**Work item:** Which of the lines below contain the string "white"? Copy each one.

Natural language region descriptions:
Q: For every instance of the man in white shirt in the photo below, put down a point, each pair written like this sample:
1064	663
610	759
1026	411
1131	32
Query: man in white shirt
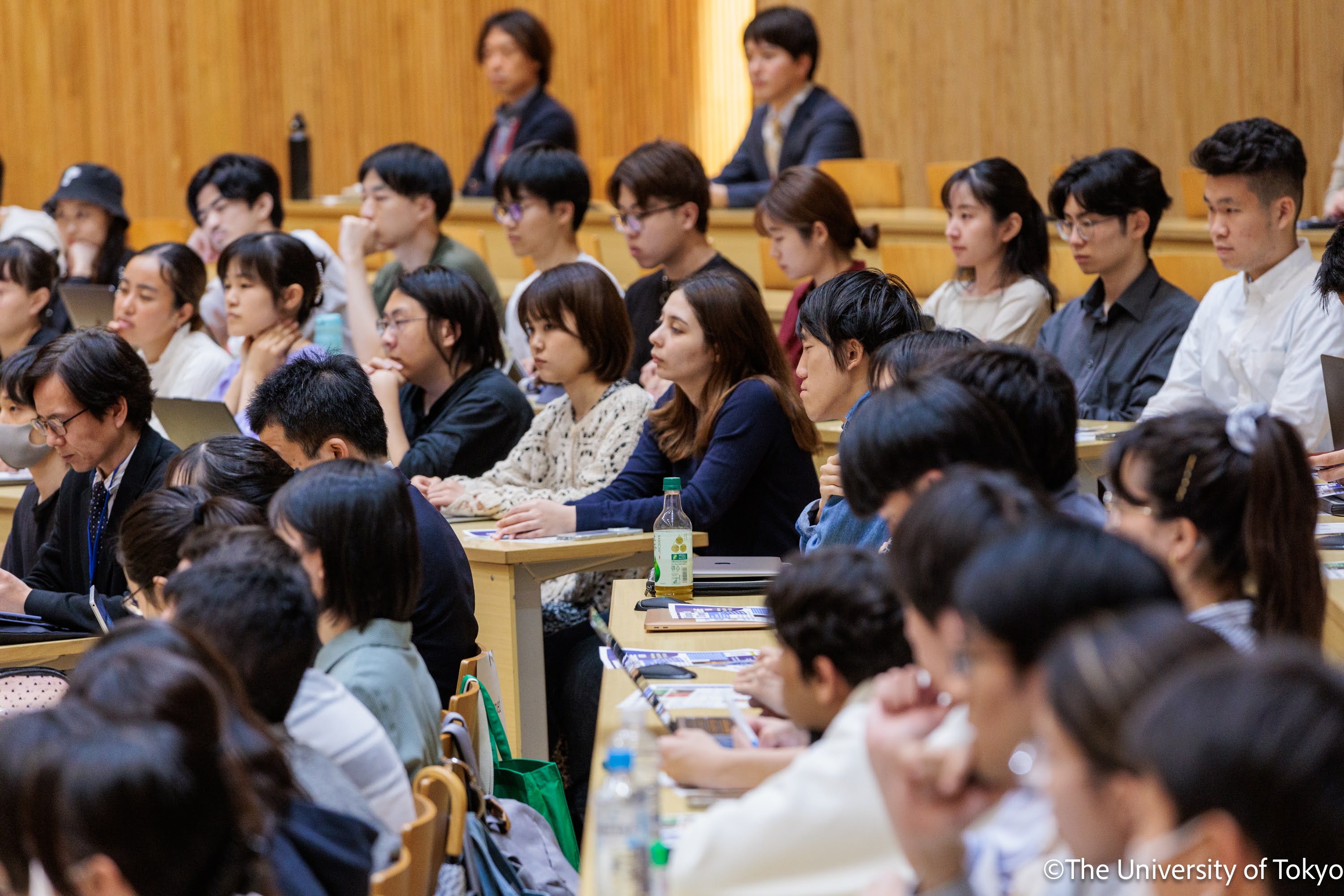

**Problem solution:**
Q: For every instance of the man in white shirt in the photo below, put down a point, each pair written like this sample:
Query: man in white shirt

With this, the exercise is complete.